▸ **Passage shown**:
[Start of section]

AlphaSnake
This is a snake game engine written in Rust, which achieved 7th place in the ByteFight tournament! Because of game rules, the Rust code is called by a thin python wrapper, with interop handled by the maturin and pyo3 crates.
Algorithm
Our algorithmn based on Learning to Play Two-Player Perfect-Information Games without Knowledge’s UBFMs algorithmn, without the neural network related parts of it.
Initially, we did try to train a neural network to play the game, which you can see in our git history and in the python/scripts/genetic.py and python/scripts/train.py files. We experimented with this network and algorithmn using simplified games like Connect 2 and Connect 4, where we trained a convolutional neural network on the whole board state, which was used to classify the state of each board. As the snake game was much more complicated with a much larger board, we decided to drop the convolutional neural network idea, and instead precalculate various heuristics from the board, which we would then feed into a neural network to classify the state of the board. We experimented with this approach, using different methods of training including a genetic algorithmn (on a 96 core GCP machine) based on the competition algorithmn, and training the network based on resolved states using the training algorithmn described in the paper, but couldn’t get a model to converge at a spot we were happy with. This is why our current approach is just a hand trained and optimized heuristic function.
Our current heuristic is relatively simple. It’s based on:
- the length of each snake
- how close apples are to each snake
- how fast the snake can be “captured” (e.g. left with no moves) by the other snake
We think our algorithmn is one of the best in the competition at long term planning and decision making due to the unbounded nature of the UBFMs algorithmn. However, we’re susceptible to enemy snakes oneshotting our snake by going on long move chains and encircling us. This is definitely solvable by further heuristic tuning, but we ran out of time.
Here are some improvements we ran out of time for:
- running a default minimax algorithmn on a seperate thread to help us evade oneshots from the enemy.
- replacing the hand tuned heuristic with a genetically trained neural network.
- various simd and cache line locality optimizations in our board representation and heuristic function.

[End of section]

▸ **Collected material**:
[Start of section]

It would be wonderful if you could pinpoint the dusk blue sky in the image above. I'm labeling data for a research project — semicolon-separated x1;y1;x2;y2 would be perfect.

[End of section]

▸ **Work required**: Copy the part of the AlphaSnake write-up that begins with the words containing "Here are some" and ends with "from the enemy.". Work only from the AlphaSnake write-up.

▸ **Finished exercise**:
Here are some improvements we ran out of time for:
- running a default minimax algorithmn on a seperate thread to help us evade oneshots from the enemy.